'''

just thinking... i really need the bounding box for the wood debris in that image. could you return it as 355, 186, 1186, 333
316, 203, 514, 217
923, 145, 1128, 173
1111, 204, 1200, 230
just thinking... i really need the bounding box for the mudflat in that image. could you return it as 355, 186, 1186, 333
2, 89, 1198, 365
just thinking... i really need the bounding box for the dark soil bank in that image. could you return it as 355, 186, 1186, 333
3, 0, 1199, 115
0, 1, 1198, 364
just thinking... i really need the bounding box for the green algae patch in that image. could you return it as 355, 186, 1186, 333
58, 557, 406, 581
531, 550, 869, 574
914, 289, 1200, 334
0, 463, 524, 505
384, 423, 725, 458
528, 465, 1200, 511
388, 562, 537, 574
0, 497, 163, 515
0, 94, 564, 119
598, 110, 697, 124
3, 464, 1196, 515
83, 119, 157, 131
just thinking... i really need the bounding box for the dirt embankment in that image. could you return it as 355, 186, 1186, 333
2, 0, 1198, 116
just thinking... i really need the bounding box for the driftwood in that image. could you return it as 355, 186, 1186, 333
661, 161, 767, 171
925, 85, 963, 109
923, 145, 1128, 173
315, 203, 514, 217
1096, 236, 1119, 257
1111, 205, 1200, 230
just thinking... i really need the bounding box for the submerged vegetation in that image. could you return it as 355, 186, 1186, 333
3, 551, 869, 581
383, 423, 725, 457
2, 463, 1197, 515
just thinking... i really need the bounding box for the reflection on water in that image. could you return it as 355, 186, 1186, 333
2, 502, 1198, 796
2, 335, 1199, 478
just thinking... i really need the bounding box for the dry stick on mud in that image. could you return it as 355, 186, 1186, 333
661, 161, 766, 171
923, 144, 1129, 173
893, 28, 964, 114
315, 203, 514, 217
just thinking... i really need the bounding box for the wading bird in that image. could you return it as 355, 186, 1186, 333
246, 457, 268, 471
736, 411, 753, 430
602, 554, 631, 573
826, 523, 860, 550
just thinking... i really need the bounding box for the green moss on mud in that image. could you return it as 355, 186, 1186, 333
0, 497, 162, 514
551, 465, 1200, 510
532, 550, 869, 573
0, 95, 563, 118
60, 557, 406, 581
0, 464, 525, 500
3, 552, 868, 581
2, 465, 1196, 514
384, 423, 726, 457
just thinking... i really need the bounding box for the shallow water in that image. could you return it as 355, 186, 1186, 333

'''

Work task:
Your task is to retype the data exactly, with no line missing.

Expected answer:
just thinking... i really need the bounding box for the wood debris in that image. could you return it as 355, 186, 1186, 333
316, 203, 514, 217
923, 145, 1128, 173
1111, 204, 1200, 230
just thinking... i really need the bounding box for the mudflat in that image. could you return it as 355, 186, 1186, 333
2, 89, 1198, 365
just thinking... i really need the bounding box for the dark soil bank in that image. could you return it as 355, 186, 1186, 333
3, 0, 1199, 115
0, 1, 1198, 364
just thinking... i really need the bounding box for the green algae patch in that image. could you return it as 355, 186, 1186, 333
58, 557, 406, 581
531, 550, 869, 574
914, 289, 1200, 334
0, 463, 524, 505
384, 423, 725, 458
528, 465, 1200, 511
388, 562, 537, 574
0, 497, 163, 515
0, 94, 564, 119
598, 110, 697, 124
3, 464, 1196, 515
83, 119, 157, 131
just thinking... i really need the bounding box for the dirt embankment in that image. could you return it as 355, 186, 1186, 333
2, 0, 1198, 116
just thinking... i really need the bounding box for the driftwood in that image. could you return it as 355, 186, 1186, 333
661, 161, 767, 171
925, 85, 963, 109
923, 145, 1128, 173
315, 203, 514, 217
1096, 236, 1119, 257
1111, 205, 1200, 230
just thinking... i really need the bounding box for the submerged vegetation in that image. could you return it as 355, 186, 1186, 333
3, 551, 869, 581
383, 423, 725, 457
2, 463, 1197, 515
just thinking... i really need the bounding box for the reflection on water in that image. could you return it as 355, 186, 1186, 333
2, 502, 1198, 796
2, 335, 1199, 478
just thinking... i really need the bounding box for the dry stick on mud in that image. could you return it as 355, 186, 1186, 333
661, 161, 766, 171
923, 144, 1129, 173
893, 28, 964, 114
315, 203, 514, 217
just thinking... i really need the bounding box for the wading bird in that image. could you return it as 355, 186, 1186, 333
246, 457, 268, 471
736, 411, 753, 430
602, 554, 631, 573
826, 523, 860, 550
just thinking... i really need the bounding box for the green moss on mud in that image. could you return it as 355, 186, 1186, 333
0, 497, 162, 514
551, 465, 1200, 510
532, 550, 869, 573
0, 95, 563, 118
60, 557, 406, 581
0, 464, 525, 500
3, 552, 868, 581
2, 465, 1196, 514
384, 423, 726, 457
just thinking... i really need the bounding box for the shallow water in that image. could you return it as 355, 186, 1186, 333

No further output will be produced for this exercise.